Copy the rows again, requests included, from the line containing "the white cuff" through the end of the rows. Scale every x and y coordinate in the answers by 1.3, rounding to whole numbers with halves rounded up, and omit the pictures.
══ Raw records
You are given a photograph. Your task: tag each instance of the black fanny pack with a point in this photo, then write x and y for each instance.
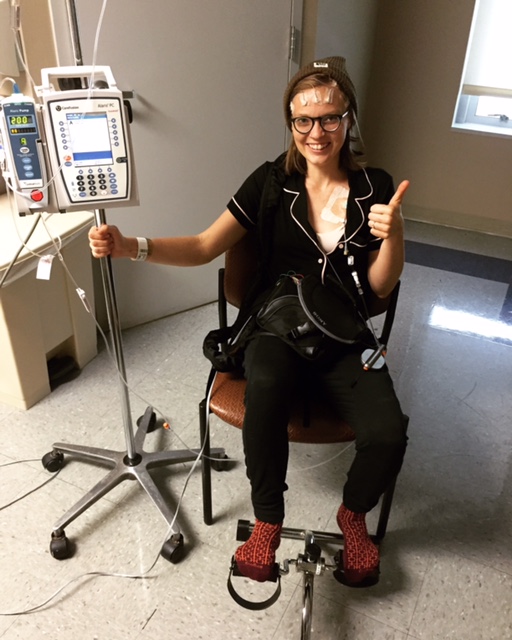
(309, 315)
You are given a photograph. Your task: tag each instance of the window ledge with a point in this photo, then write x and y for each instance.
(483, 128)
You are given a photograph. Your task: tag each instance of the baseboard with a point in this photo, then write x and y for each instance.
(492, 226)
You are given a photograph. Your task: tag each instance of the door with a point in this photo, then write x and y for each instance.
(208, 80)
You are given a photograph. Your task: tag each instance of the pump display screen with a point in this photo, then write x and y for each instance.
(89, 138)
(16, 121)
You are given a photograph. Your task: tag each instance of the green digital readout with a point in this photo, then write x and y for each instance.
(16, 121)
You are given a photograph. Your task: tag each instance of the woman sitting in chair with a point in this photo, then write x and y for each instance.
(315, 209)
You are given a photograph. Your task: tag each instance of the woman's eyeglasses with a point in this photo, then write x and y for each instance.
(329, 123)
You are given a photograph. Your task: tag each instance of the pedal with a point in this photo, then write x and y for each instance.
(250, 604)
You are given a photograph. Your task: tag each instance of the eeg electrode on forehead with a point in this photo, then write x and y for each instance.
(334, 68)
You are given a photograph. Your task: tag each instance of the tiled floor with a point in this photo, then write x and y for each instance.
(446, 560)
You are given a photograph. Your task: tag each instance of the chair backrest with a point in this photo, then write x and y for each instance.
(239, 269)
(312, 421)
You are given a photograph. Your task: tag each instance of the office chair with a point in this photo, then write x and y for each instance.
(225, 398)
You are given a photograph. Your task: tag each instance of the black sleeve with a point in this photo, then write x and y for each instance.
(245, 204)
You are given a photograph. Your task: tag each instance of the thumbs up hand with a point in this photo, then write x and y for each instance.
(385, 220)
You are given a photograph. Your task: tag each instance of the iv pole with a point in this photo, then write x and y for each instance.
(132, 464)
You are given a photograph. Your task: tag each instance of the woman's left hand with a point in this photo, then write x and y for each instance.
(385, 220)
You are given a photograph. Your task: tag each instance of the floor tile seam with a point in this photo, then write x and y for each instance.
(471, 559)
(427, 571)
(285, 609)
(358, 611)
(458, 261)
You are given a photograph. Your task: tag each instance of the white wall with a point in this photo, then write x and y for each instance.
(347, 28)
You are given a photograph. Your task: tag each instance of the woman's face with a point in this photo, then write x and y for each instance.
(319, 147)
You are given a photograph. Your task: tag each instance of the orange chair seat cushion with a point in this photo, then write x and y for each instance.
(227, 402)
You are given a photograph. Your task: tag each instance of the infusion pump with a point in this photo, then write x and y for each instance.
(72, 149)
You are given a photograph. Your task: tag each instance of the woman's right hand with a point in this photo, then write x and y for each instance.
(107, 240)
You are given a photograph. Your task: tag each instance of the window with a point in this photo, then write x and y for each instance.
(485, 96)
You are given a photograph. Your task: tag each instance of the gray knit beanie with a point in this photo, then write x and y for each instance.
(333, 67)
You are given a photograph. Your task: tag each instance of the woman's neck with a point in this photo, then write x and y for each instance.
(324, 178)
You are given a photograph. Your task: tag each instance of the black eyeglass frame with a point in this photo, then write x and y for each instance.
(319, 120)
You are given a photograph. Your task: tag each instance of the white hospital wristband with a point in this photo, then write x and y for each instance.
(142, 250)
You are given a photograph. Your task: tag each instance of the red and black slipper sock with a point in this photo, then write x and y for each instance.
(256, 557)
(360, 554)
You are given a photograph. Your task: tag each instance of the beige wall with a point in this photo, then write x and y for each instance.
(458, 178)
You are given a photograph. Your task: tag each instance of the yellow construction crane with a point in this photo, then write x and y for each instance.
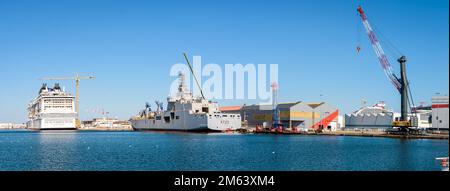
(77, 79)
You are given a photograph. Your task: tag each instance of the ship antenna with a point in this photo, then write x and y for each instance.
(192, 71)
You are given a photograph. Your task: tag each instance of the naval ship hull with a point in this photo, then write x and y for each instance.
(194, 124)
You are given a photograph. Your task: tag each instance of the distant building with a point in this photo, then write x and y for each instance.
(424, 116)
(300, 115)
(440, 113)
(375, 117)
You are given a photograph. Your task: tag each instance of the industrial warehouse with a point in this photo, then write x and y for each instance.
(298, 115)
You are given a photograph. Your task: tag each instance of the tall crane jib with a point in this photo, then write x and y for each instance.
(401, 84)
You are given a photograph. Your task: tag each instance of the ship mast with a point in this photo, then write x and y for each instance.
(192, 71)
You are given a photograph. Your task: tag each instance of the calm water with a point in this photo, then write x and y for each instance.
(72, 150)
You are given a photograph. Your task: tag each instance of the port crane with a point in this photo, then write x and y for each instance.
(77, 79)
(401, 84)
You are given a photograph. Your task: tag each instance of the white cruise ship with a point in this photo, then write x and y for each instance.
(186, 113)
(52, 109)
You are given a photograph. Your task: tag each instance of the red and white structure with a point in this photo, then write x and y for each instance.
(380, 52)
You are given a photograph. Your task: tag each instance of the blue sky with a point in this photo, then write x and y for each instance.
(131, 45)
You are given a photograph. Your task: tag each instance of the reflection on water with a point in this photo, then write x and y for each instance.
(73, 150)
(57, 150)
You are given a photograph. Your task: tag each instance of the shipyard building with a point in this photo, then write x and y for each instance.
(375, 117)
(300, 115)
(440, 113)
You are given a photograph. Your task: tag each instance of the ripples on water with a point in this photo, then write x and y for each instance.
(136, 151)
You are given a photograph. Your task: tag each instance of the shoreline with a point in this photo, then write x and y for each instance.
(335, 133)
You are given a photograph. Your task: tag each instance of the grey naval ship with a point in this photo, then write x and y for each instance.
(186, 113)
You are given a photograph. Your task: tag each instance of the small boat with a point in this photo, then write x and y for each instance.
(444, 163)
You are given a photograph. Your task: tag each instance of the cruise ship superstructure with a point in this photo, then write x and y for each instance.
(186, 113)
(52, 109)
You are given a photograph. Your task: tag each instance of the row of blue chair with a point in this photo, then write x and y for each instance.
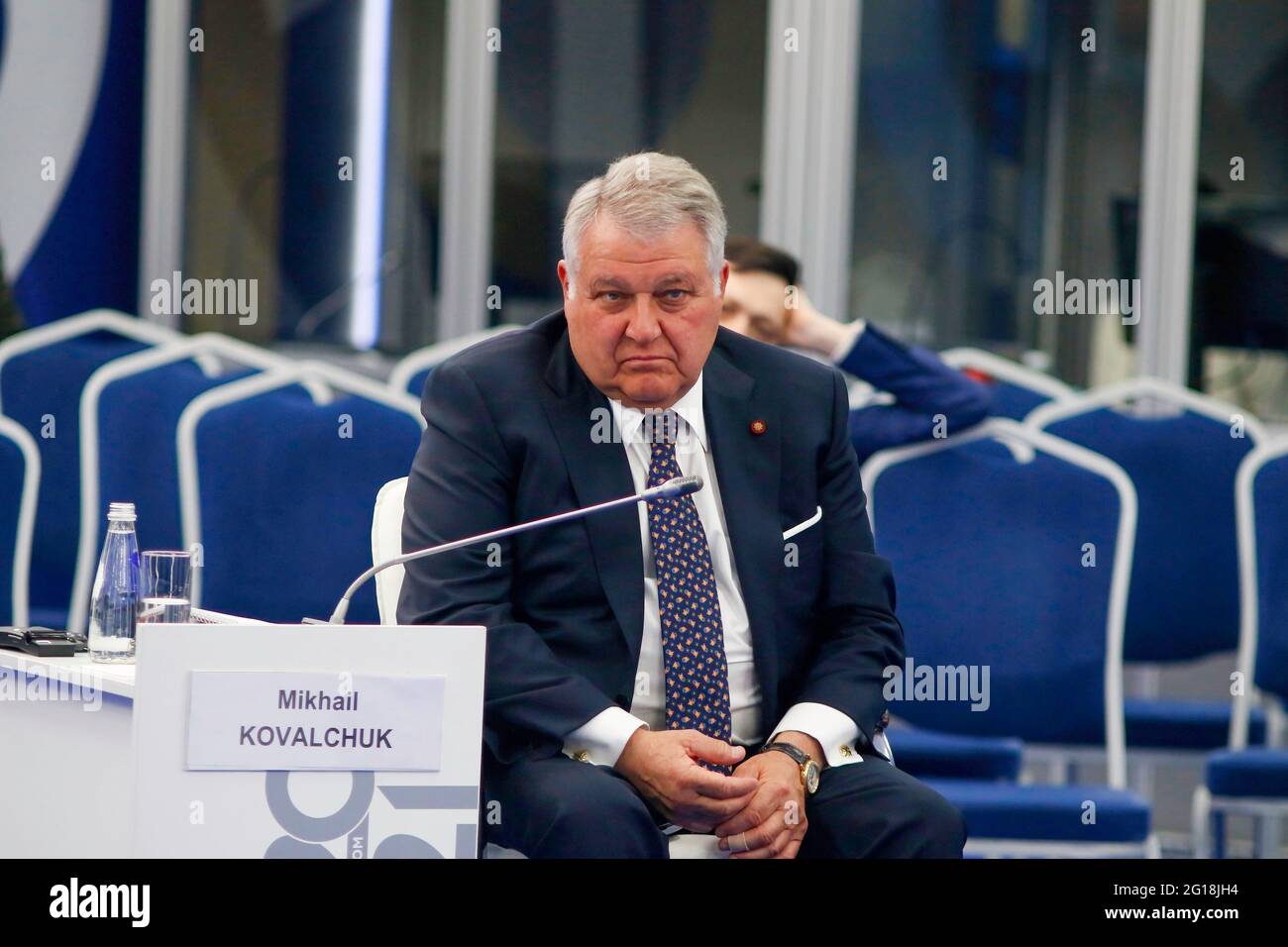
(1181, 457)
(224, 447)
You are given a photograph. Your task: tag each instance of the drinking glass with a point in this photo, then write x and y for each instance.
(166, 579)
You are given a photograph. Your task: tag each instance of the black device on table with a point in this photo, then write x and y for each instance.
(42, 642)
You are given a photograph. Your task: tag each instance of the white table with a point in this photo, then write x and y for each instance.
(65, 758)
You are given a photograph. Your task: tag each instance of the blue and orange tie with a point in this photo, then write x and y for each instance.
(694, 654)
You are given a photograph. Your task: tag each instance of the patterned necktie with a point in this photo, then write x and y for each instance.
(694, 655)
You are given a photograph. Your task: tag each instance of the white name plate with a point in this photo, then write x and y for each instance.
(314, 720)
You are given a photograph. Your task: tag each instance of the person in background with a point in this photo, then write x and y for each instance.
(930, 397)
(11, 320)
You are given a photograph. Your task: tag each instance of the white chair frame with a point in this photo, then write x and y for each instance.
(318, 377)
(439, 352)
(1144, 762)
(26, 531)
(1266, 813)
(72, 326)
(1024, 441)
(385, 544)
(210, 351)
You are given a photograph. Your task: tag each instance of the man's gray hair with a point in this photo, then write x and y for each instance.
(648, 193)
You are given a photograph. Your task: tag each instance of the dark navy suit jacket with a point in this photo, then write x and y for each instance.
(922, 386)
(510, 437)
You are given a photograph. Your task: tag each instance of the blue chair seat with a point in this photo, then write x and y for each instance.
(1046, 813)
(1254, 772)
(931, 754)
(1171, 724)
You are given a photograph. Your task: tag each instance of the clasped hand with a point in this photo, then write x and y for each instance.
(758, 812)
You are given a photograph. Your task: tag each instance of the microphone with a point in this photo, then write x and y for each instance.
(673, 488)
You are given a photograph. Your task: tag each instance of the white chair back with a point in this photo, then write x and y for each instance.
(385, 544)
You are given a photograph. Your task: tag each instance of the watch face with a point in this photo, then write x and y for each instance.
(811, 777)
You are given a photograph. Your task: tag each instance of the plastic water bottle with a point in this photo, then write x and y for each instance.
(116, 589)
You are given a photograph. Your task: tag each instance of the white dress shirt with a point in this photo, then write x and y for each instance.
(603, 737)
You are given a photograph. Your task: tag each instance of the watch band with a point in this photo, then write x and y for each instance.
(794, 751)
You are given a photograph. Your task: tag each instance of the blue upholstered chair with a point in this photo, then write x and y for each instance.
(129, 419)
(1017, 389)
(43, 371)
(1012, 552)
(1244, 779)
(1181, 451)
(20, 474)
(277, 474)
(410, 373)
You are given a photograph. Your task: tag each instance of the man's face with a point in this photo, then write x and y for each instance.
(754, 304)
(643, 316)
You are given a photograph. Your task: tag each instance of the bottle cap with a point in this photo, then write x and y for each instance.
(121, 513)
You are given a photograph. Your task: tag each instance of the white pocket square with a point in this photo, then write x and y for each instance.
(804, 525)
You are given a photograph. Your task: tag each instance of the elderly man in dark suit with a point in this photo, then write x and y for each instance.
(711, 663)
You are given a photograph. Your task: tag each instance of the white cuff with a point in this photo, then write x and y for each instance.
(854, 331)
(601, 738)
(835, 731)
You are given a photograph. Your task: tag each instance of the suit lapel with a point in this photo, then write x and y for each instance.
(748, 472)
(599, 471)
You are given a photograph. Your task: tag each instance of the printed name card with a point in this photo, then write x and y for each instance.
(314, 720)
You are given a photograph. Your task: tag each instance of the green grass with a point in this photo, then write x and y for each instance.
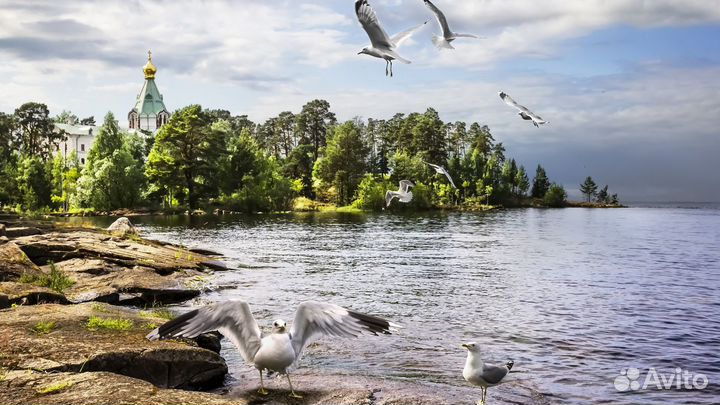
(57, 280)
(96, 323)
(56, 387)
(43, 328)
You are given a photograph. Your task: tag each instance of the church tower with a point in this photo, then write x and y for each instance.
(149, 113)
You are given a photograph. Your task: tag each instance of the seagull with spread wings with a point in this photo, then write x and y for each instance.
(448, 35)
(403, 194)
(524, 112)
(441, 170)
(280, 349)
(381, 45)
(476, 372)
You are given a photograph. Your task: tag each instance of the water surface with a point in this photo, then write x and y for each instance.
(573, 296)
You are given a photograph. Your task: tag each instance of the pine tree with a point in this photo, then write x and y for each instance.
(588, 188)
(541, 184)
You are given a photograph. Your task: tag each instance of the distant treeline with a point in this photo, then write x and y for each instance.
(210, 158)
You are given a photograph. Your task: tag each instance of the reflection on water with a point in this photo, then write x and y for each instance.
(573, 296)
════
§ Solved exercise:
You are given a photograph. Your task: tag each instance of the white cuff with a point in this photo, then write x and y for each instance.
(1110, 430)
(781, 959)
(1086, 950)
You are given a photograph. Your task: tag each instance of the suit lapel with a point in this photo, then write x and y for each instance.
(972, 614)
(779, 612)
You are given a photograph. Your task: tag each instance of the printed name card with a point in this photo, then write x and y for each instance.
(408, 936)
You are given a photograph. Your task: tag each instance of the green grass with a point in this photo, then write x and y for each instance.
(74, 364)
(125, 420)
(73, 503)
(56, 426)
You are given a photograph. Your task: tag each instance of the church tower with a point in this photo, then write x and y for each instance.
(194, 147)
You are given a photograph. Your task: tag each instance of the seagull with spread wings with a point in this photo, then write x and y for each instance.
(582, 46)
(524, 252)
(681, 146)
(573, 221)
(364, 454)
(495, 59)
(619, 484)
You are given a photograph. Your task: tag each instance of the water surface with a point in this photo, then write x and y for each instance.
(745, 385)
You are given a photograph. Your task: tag each instance of the pine tree with a point in this photo, then write x and y for each instance.
(764, 244)
(703, 239)
You are given a photograph. Your task: tag each instance of the distant treeline with a point in this photo, then write x and y for each instance.
(273, 205)
You are given a photograph. Your task: tag each instance of the reflection on water with a point in this photo, then write x and y for each instance.
(745, 385)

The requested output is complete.